Exercise requirements:
Find the line containing "[trace] graduation cap". Return it and every line after it, unchanged, up to and including the last line.

***** The input *****

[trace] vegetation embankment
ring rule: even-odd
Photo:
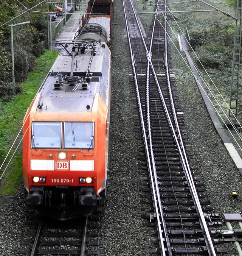
[[[0,115],[0,163],[3,161],[12,143],[20,131],[23,120],[27,108],[34,98],[38,89],[50,69],[58,53],[47,50],[37,60],[37,66],[26,81],[20,84],[22,89],[21,94],[12,97],[5,96],[2,98],[2,107],[4,112]],[[13,147],[8,157],[8,160],[12,155],[17,144],[20,141],[22,134]],[[0,195],[14,194],[21,180],[22,158],[21,148],[8,167],[3,178],[0,181]],[[8,161],[7,161],[6,162]],[[0,170],[0,176],[6,164]],[[11,172],[8,172],[9,169]],[[3,181],[4,181],[4,182]]]
[[[35,6],[35,7],[34,7]],[[36,58],[48,47],[48,21],[54,3],[42,0],[0,0],[0,97],[11,95],[12,81],[11,27],[12,27],[16,93],[19,83],[33,71]],[[26,11],[31,9],[31,11]],[[29,23],[21,25],[23,22]],[[0,110],[1,105],[0,105]]]

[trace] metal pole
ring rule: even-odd
[[[50,49],[51,51],[52,50],[52,23],[51,22],[51,18],[50,16]]]
[[[67,14],[66,12],[67,11],[67,0],[65,0],[64,4],[64,25],[65,25],[67,23]]]
[[[15,76],[14,76],[14,36],[12,30],[12,23],[9,25],[11,27],[11,54],[12,55],[12,82],[13,87],[12,88],[12,94],[16,94],[15,91]]]
[[[30,23],[30,21],[25,21],[24,22],[21,23],[17,23],[17,24],[13,24],[12,23],[10,25],[8,25],[11,27],[11,54],[12,55],[12,81],[13,85],[12,89],[12,94],[14,95],[16,94],[15,90],[15,76],[14,76],[14,36],[12,27],[15,26],[18,26],[19,25],[23,25],[25,24]]]
[[[50,31],[49,30],[50,26],[49,26],[49,22],[50,21],[49,19],[49,17],[50,16],[50,15],[49,16],[49,3],[47,2],[47,10],[48,12],[46,15],[47,15],[47,45],[48,46],[50,45]],[[51,20],[50,21],[51,23]]]

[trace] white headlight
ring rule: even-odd
[[[34,182],[38,182],[39,181],[39,177],[34,177],[33,178],[33,181]]]
[[[67,158],[67,152],[58,152],[58,158],[59,159],[65,159]]]
[[[85,182],[85,179],[84,178],[79,178],[79,181],[81,183],[84,183]]]
[[[86,178],[86,182],[87,183],[92,183],[92,179],[91,178],[90,178],[90,177],[88,177],[87,178]]]

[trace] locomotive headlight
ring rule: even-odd
[[[66,152],[58,152],[58,159],[66,159],[67,158]]]
[[[37,182],[42,182],[44,183],[45,182],[46,179],[45,177],[37,177],[36,176],[33,178],[33,181],[35,183],[37,183]]]
[[[37,182],[39,182],[39,177],[34,177],[33,178],[33,181],[34,182],[35,182],[36,183],[37,183]]]
[[[87,183],[91,183],[92,182],[92,179],[90,177],[86,178],[86,182]]]
[[[45,182],[45,177],[40,177],[40,178],[39,178],[39,181],[40,182]]]
[[[79,181],[81,183],[84,183],[85,182],[85,179],[84,178],[79,178]]]

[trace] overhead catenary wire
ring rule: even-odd
[[[173,17],[173,20],[174,20],[174,21],[175,22],[176,25],[177,25],[177,26],[178,26],[178,27],[179,28],[179,29],[180,29],[180,31],[181,31],[182,33],[183,33],[182,29],[181,29],[181,28],[180,28],[180,27],[179,27],[179,26],[178,24],[177,23],[177,21],[176,21],[175,19],[174,18],[174,16],[173,16],[173,15],[172,15],[172,11],[171,11],[170,10],[170,14],[171,14],[171,15],[172,15],[172,16]],[[162,15],[163,15],[163,16],[164,16],[164,14],[163,14]],[[173,28],[171,27],[171,25],[170,25],[169,23],[168,23],[168,24],[169,24],[169,27],[170,27],[170,29],[172,31],[172,33],[173,33],[173,34],[174,34],[174,35],[175,35],[175,38],[177,39],[177,41],[178,41],[178,38],[177,38],[177,36],[176,36],[175,32],[174,31],[174,30],[173,30]],[[176,48],[176,50],[177,50],[177,52],[178,52],[178,53],[179,54],[179,55],[180,55],[180,56],[182,57],[182,58],[183,60],[183,61],[184,61],[184,62],[185,62],[185,63],[186,65],[186,66],[187,66],[187,67],[188,67],[188,69],[189,69],[189,70],[190,70],[190,71],[191,71],[191,72],[193,74],[192,72],[192,70],[191,70],[191,68],[189,66],[189,64],[188,64],[188,63],[187,63],[187,61],[186,61],[186,59],[185,59],[185,58],[183,58],[183,57],[182,56],[182,54],[181,54],[181,53],[180,53],[180,50],[178,50],[178,49],[177,47],[176,47],[176,45],[175,45],[175,44],[175,44],[175,43],[174,42],[173,40],[172,39],[172,38],[171,38],[171,36],[170,36],[169,35],[168,35],[168,37],[169,37],[169,38],[170,40],[171,40],[171,42],[172,42],[172,44],[173,44],[173,45],[174,45],[174,46],[175,48]],[[187,41],[187,42],[188,42],[188,44],[189,44],[189,42],[188,42],[188,41]],[[199,63],[200,63],[200,64],[201,64],[201,66],[202,67],[202,68],[203,68],[203,70],[204,70],[205,72],[206,72],[206,74],[208,75],[208,77],[209,78],[209,79],[211,81],[212,84],[213,84],[213,85],[214,86],[214,87],[216,88],[216,90],[217,90],[217,91],[218,92],[219,94],[220,95],[220,96],[221,97],[222,97],[222,100],[223,100],[223,101],[224,101],[224,102],[225,103],[225,104],[226,105],[226,106],[227,106],[227,107],[228,107],[228,108],[229,109],[229,108],[230,108],[229,106],[228,106],[228,103],[227,103],[227,102],[226,101],[225,101],[225,99],[224,99],[224,97],[222,96],[222,94],[221,94],[221,93],[220,93],[220,92],[219,91],[219,89],[218,89],[218,88],[217,88],[217,87],[216,86],[215,83],[214,83],[214,82],[213,81],[212,78],[211,78],[211,77],[210,77],[210,76],[209,75],[208,73],[208,72],[207,72],[206,71],[206,69],[205,69],[205,67],[204,67],[204,66],[202,65],[202,63],[201,63],[199,59],[199,58],[197,56],[197,55],[196,54],[196,53],[195,53],[195,52],[194,52],[194,50],[193,50],[193,49],[192,48],[191,46],[191,45],[190,45],[190,44],[189,44],[189,45],[190,45],[190,47],[191,47],[191,49],[192,49],[192,51],[193,51],[193,52],[194,53],[194,55],[195,55],[196,57],[197,58],[197,59],[198,61],[199,62]],[[195,64],[194,64],[194,65],[195,65]],[[228,130],[228,131],[229,133],[230,134],[231,134],[231,136],[233,137],[233,139],[234,140],[235,143],[237,144],[237,145],[238,145],[238,146],[239,147],[239,148],[241,150],[242,150],[242,148],[241,148],[241,146],[240,145],[238,141],[237,141],[237,140],[236,140],[236,139],[235,138],[235,137],[234,137],[234,136],[233,134],[233,133],[232,133],[232,132],[231,131],[230,131],[230,130],[228,129],[228,126],[227,126],[227,124],[226,124],[226,121],[228,120],[228,121],[229,121],[229,122],[230,122],[230,123],[231,125],[231,126],[233,127],[234,130],[235,131],[235,132],[236,132],[236,133],[237,134],[237,135],[238,136],[238,137],[239,138],[239,139],[240,139],[240,140],[242,140],[242,137],[241,137],[241,135],[240,135],[240,134],[239,132],[239,131],[238,131],[238,130],[237,129],[237,128],[236,128],[236,127],[235,126],[235,125],[233,123],[232,123],[232,122],[231,122],[231,120],[230,120],[230,119],[229,119],[229,117],[228,117],[228,114],[227,114],[227,112],[226,112],[226,111],[225,110],[225,109],[224,109],[224,108],[223,107],[223,106],[222,106],[222,105],[221,105],[221,104],[220,101],[219,101],[219,100],[218,99],[217,97],[215,95],[215,94],[214,94],[214,92],[213,92],[213,90],[211,89],[211,87],[209,86],[209,84],[206,81],[206,80],[205,80],[205,79],[203,77],[202,75],[201,74],[200,72],[200,70],[199,70],[199,69],[196,66],[195,66],[195,67],[196,69],[197,70],[198,73],[199,74],[199,76],[200,76],[200,78],[201,78],[201,80],[204,82],[204,84],[205,85],[205,86],[206,86],[206,87],[207,88],[208,90],[211,93],[211,94],[213,96],[213,97],[214,98],[215,100],[215,101],[216,101],[216,102],[217,103],[217,104],[218,105],[218,106],[219,106],[219,107],[220,108],[220,111],[219,111],[219,110],[216,107],[216,106],[215,105],[215,104],[214,104],[214,103],[213,103],[213,102],[211,100],[211,98],[210,98],[210,97],[209,97],[209,96],[208,96],[208,95],[207,92],[205,91],[205,89],[204,89],[202,87],[201,87],[201,88],[202,88],[202,89],[203,90],[203,91],[204,92],[204,93],[206,94],[206,95],[207,96],[207,97],[208,97],[208,98],[209,99],[209,101],[210,101],[210,102],[211,103],[211,104],[213,106],[213,107],[214,108],[214,109],[215,109],[215,110],[216,110],[216,112],[217,113],[217,114],[218,116],[219,116],[219,117],[220,117],[220,119],[221,120],[222,120],[222,123],[225,125],[225,127],[227,127],[227,130]],[[194,76],[194,78],[195,78],[195,79],[197,81],[197,78],[196,78],[196,77],[195,77],[195,75],[194,75],[194,74],[193,74],[193,75]],[[199,83],[199,81],[198,81],[198,83]],[[201,85],[201,84],[200,84],[200,85]],[[227,120],[226,120],[225,121],[224,120],[224,118],[223,118],[223,117],[221,115],[221,114],[220,114],[220,112],[221,112],[221,111],[222,111],[222,112],[223,112],[223,114],[225,116],[225,117],[226,118],[226,119],[227,119]],[[234,116],[234,117],[235,119],[236,119],[236,120],[237,121],[237,122],[238,122],[238,123],[239,124],[239,125],[240,126],[241,128],[242,128],[242,127],[241,126],[241,125],[239,123],[239,121],[236,118],[236,117]]]

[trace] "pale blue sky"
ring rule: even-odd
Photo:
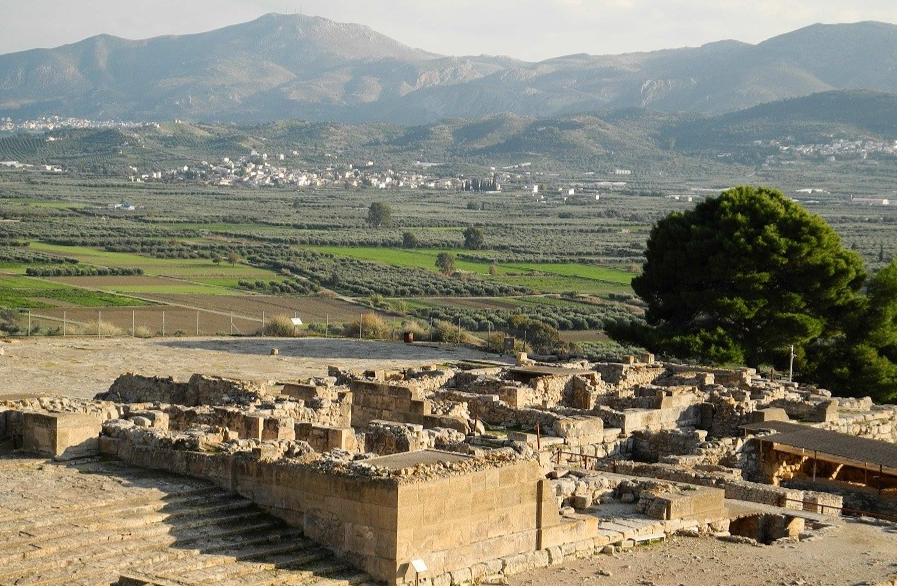
[[[201,32],[300,10],[436,53],[531,61],[722,39],[757,43],[815,22],[897,24],[894,0],[0,0],[0,53],[100,33]]]

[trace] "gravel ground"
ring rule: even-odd
[[[846,521],[819,537],[755,546],[674,537],[511,576],[510,586],[855,586],[897,574],[897,529]]]
[[[333,338],[15,338],[0,340],[0,351],[0,397],[92,398],[126,372],[183,381],[194,373],[290,381],[326,376],[330,365],[388,369],[496,360],[461,346]]]

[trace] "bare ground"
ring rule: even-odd
[[[272,348],[279,355],[271,356]],[[194,373],[290,381],[326,376],[330,365],[388,369],[496,359],[460,346],[333,338],[35,337],[0,340],[0,350],[0,397],[92,398],[126,372],[184,381]]]

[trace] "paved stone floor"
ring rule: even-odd
[[[0,456],[0,585],[350,586],[368,576],[250,501],[118,462]]]

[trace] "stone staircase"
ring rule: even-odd
[[[124,577],[122,577],[124,576]],[[0,457],[0,586],[354,586],[369,576],[200,480]]]

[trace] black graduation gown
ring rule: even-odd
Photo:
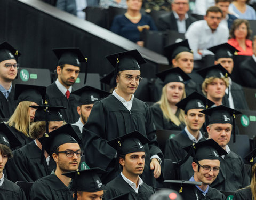
[[[30,189],[30,200],[73,200],[72,192],[55,174],[35,182]]]
[[[20,146],[13,147],[12,149],[12,150],[19,149],[23,147],[24,145],[31,142],[31,141],[32,141],[32,139],[26,136],[22,132],[19,131],[13,126],[10,126],[8,124],[6,124],[6,125],[9,126],[9,127],[11,129],[14,135],[16,137],[17,139],[21,143],[21,145]]]
[[[70,94],[68,100],[58,89],[55,82],[46,89],[46,96],[49,105],[64,106],[67,109],[61,110],[64,120],[68,123],[75,123],[79,119],[77,107],[79,97]]]
[[[185,124],[181,123],[179,126],[177,126],[170,120],[164,118],[159,103],[153,105],[150,107],[150,109],[152,111],[154,124],[156,126],[156,129],[181,131],[185,128]],[[178,109],[175,113],[176,116],[178,117],[179,112],[180,109]]]
[[[143,183],[139,187],[137,193],[124,180],[121,175],[109,182],[104,188],[104,199],[109,200],[122,194],[130,193],[129,200],[148,200],[154,193],[153,188]]]
[[[220,157],[220,170],[211,187],[219,190],[235,191],[250,184],[250,178],[241,157],[231,151]]]
[[[151,185],[155,179],[149,166],[150,158],[157,154],[163,161],[153,120],[148,105],[135,98],[130,111],[113,95],[96,102],[83,128],[83,148],[89,166],[113,171],[114,166],[111,165],[114,163],[113,158],[116,151],[107,141],[138,130],[150,140],[144,146],[146,157],[141,178]],[[113,176],[109,181],[114,178]]]
[[[14,111],[17,104],[14,100],[14,92],[13,85],[7,99],[0,92],[0,118],[9,118]]]
[[[0,199],[26,200],[26,198],[20,187],[4,178],[4,183],[0,186]]]
[[[203,193],[195,186],[184,186],[183,192],[180,193],[185,200],[226,200],[223,194],[215,188],[209,187],[208,192],[204,196]]]
[[[41,164],[41,152],[34,140],[14,150],[13,157],[8,161],[6,166],[8,179],[14,182],[35,182],[51,174],[56,167],[56,163],[51,158],[48,166],[45,158]]]
[[[246,187],[237,190],[234,195],[233,200],[252,200],[252,194],[251,188]]]

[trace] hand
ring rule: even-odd
[[[151,160],[150,170],[154,170],[154,177],[156,179],[160,177],[161,174],[161,166],[157,159],[153,158]]]

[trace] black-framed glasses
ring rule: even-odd
[[[135,77],[134,77],[132,76],[123,76],[122,75],[120,75],[120,76],[126,78],[127,81],[129,82],[131,82],[132,81],[133,81],[134,78],[135,78],[135,81],[136,81],[137,82],[140,82],[142,79],[142,78],[141,78],[140,76],[137,76]]]
[[[212,170],[213,172],[219,172],[221,169],[220,167],[210,167],[209,166],[202,166],[200,164],[197,163],[200,167],[203,168],[203,170],[205,172],[210,172],[211,170]]]
[[[6,64],[4,65],[4,66],[6,68],[11,68],[12,66],[13,66],[14,68],[19,69],[20,67],[20,64],[15,63],[15,64],[11,64],[10,63],[6,63]]]
[[[56,154],[58,154],[59,153],[65,153],[67,157],[73,157],[74,154],[75,153],[76,154],[76,156],[81,157],[82,156],[83,156],[83,151],[81,151],[81,150],[78,150],[76,151],[76,152],[73,151],[71,151],[71,150],[70,150],[70,151],[58,151],[58,152],[56,152]]]

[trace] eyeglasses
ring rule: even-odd
[[[202,166],[200,165],[200,164],[197,163],[199,166],[200,166],[202,168],[203,168],[203,171],[205,171],[205,172],[210,172],[211,170],[212,170],[212,171],[213,173],[217,173],[219,172],[220,170],[221,170],[221,169],[219,167],[214,167],[213,168],[211,168],[209,166]]]
[[[20,64],[18,63],[15,63],[15,64],[11,64],[10,63],[7,63],[6,64],[4,65],[4,66],[6,68],[11,68],[12,66],[13,66],[14,68],[17,68],[19,69],[20,67]]]
[[[56,152],[56,154],[58,154],[59,153],[65,153],[66,154],[66,155],[67,156],[67,157],[73,157],[74,154],[75,153],[76,154],[76,155],[77,157],[81,157],[82,156],[83,156],[83,151],[81,151],[80,150],[78,150],[76,151],[76,152],[73,151],[58,151],[58,152]]]
[[[129,82],[131,82],[132,81],[133,81],[134,78],[135,78],[135,81],[136,81],[137,82],[140,82],[142,79],[142,78],[141,78],[140,76],[137,76],[135,77],[133,77],[133,76],[123,76],[121,75],[120,75],[120,76],[126,78],[127,81]]]

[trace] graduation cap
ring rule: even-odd
[[[170,82],[181,82],[184,83],[191,78],[179,67],[167,69],[156,74],[165,85]]]
[[[87,71],[88,66],[87,61],[88,59],[83,55],[80,49],[79,48],[57,48],[53,49],[52,51],[58,58],[58,65],[69,64],[81,67],[81,62],[85,62],[85,77],[84,78],[84,83],[85,84],[87,79]]]
[[[215,106],[213,108],[201,111],[207,116],[207,124],[231,124],[233,126],[233,142],[236,142],[235,122],[236,115],[242,114],[241,112],[227,107],[223,105]]]
[[[179,53],[185,51],[193,53],[187,39],[165,46],[164,47],[164,50],[170,65],[172,65],[172,59],[175,58]]]
[[[100,81],[101,82],[107,85],[110,86],[110,87],[115,87],[115,78],[114,78],[115,70],[111,71],[109,73],[105,76]]]
[[[215,59],[217,60],[221,58],[233,58],[234,55],[237,55],[238,50],[230,45],[228,43],[220,44],[208,49],[215,54]]]
[[[20,55],[21,54],[7,42],[0,44],[0,62],[10,59],[17,60]]]
[[[66,124],[50,133],[45,133],[38,140],[44,147],[44,150],[42,148],[42,153],[44,153],[45,149],[51,157],[57,148],[63,144],[82,143],[70,124]]]
[[[0,144],[5,145],[11,149],[21,146],[13,132],[4,122],[0,123]]]
[[[115,84],[117,73],[124,70],[140,70],[140,65],[146,63],[137,49],[107,55],[106,58],[115,68]]]
[[[46,93],[46,87],[17,84],[15,85],[14,100],[18,100],[18,104],[28,101],[40,105],[45,101]]]
[[[231,76],[231,74],[220,64],[204,68],[197,71],[197,73],[204,79],[211,77],[219,78],[227,78]]]
[[[203,159],[220,160],[220,156],[227,154],[212,139],[194,143],[183,149],[197,162]]]
[[[179,102],[176,106],[185,110],[185,113],[191,109],[207,109],[213,105],[212,101],[197,92],[194,92]]]
[[[103,190],[103,185],[99,175],[106,172],[105,170],[97,167],[81,171],[77,170],[62,175],[73,179],[71,190],[75,191],[74,199],[76,200],[77,191],[94,193]]]
[[[109,92],[97,88],[85,86],[72,92],[72,94],[80,96],[78,105],[93,104],[97,101],[111,94]]]

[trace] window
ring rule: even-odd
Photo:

*****

Complete response:
[trace] graduation cap
ring rule: even-odd
[[[170,82],[181,82],[184,83],[191,78],[179,67],[167,69],[156,74],[165,85]]]
[[[87,71],[88,66],[87,61],[88,59],[83,55],[80,49],[79,48],[57,48],[53,49],[52,51],[58,58],[58,65],[69,64],[81,67],[81,62],[85,62],[85,77],[84,78],[84,83],[85,84],[87,79]]]
[[[215,106],[213,108],[201,111],[207,116],[207,124],[231,124],[233,126],[233,142],[236,142],[235,122],[236,115],[242,114],[241,112],[227,107],[223,105]]]
[[[179,53],[185,51],[193,53],[187,39],[165,46],[164,47],[164,50],[170,65],[172,65],[172,59],[175,58]]]
[[[100,81],[101,82],[107,85],[110,86],[110,87],[115,87],[115,78],[114,78],[115,70],[111,71],[109,73],[105,76]]]
[[[215,59],[217,60],[221,58],[233,58],[234,55],[237,55],[238,50],[230,45],[228,43],[220,44],[208,49],[215,54]]]
[[[20,55],[21,54],[7,42],[0,44],[0,62],[10,59],[17,60]]]
[[[66,124],[50,133],[45,133],[38,140],[44,147],[44,150],[42,148],[42,153],[44,153],[45,149],[51,157],[57,148],[63,144],[82,143],[70,124]]]
[[[0,144],[5,145],[11,149],[21,146],[13,132],[4,122],[0,123]]]
[[[115,84],[117,73],[124,70],[140,70],[140,65],[146,63],[137,49],[107,55],[106,58],[115,68]]]
[[[46,93],[46,87],[17,84],[15,85],[14,100],[18,100],[18,104],[28,101],[40,105],[45,101]]]
[[[231,76],[231,74],[220,64],[204,68],[197,71],[197,73],[204,79],[211,77],[219,78],[227,78]]]
[[[203,159],[220,160],[220,156],[227,154],[212,139],[194,143],[183,149],[197,162]]]
[[[179,102],[176,106],[185,110],[185,113],[191,109],[207,109],[213,105],[212,101],[197,92],[194,92]]]
[[[103,190],[103,185],[99,175],[106,172],[105,170],[97,167],[81,171],[77,170],[62,175],[73,179],[71,190],[75,191],[74,199],[76,200],[77,191],[94,193]]]
[[[109,92],[97,88],[85,86],[72,92],[72,94],[80,96],[78,105],[93,104],[97,101],[111,94]]]

[trace] window
ring rule: even-odd
Photo:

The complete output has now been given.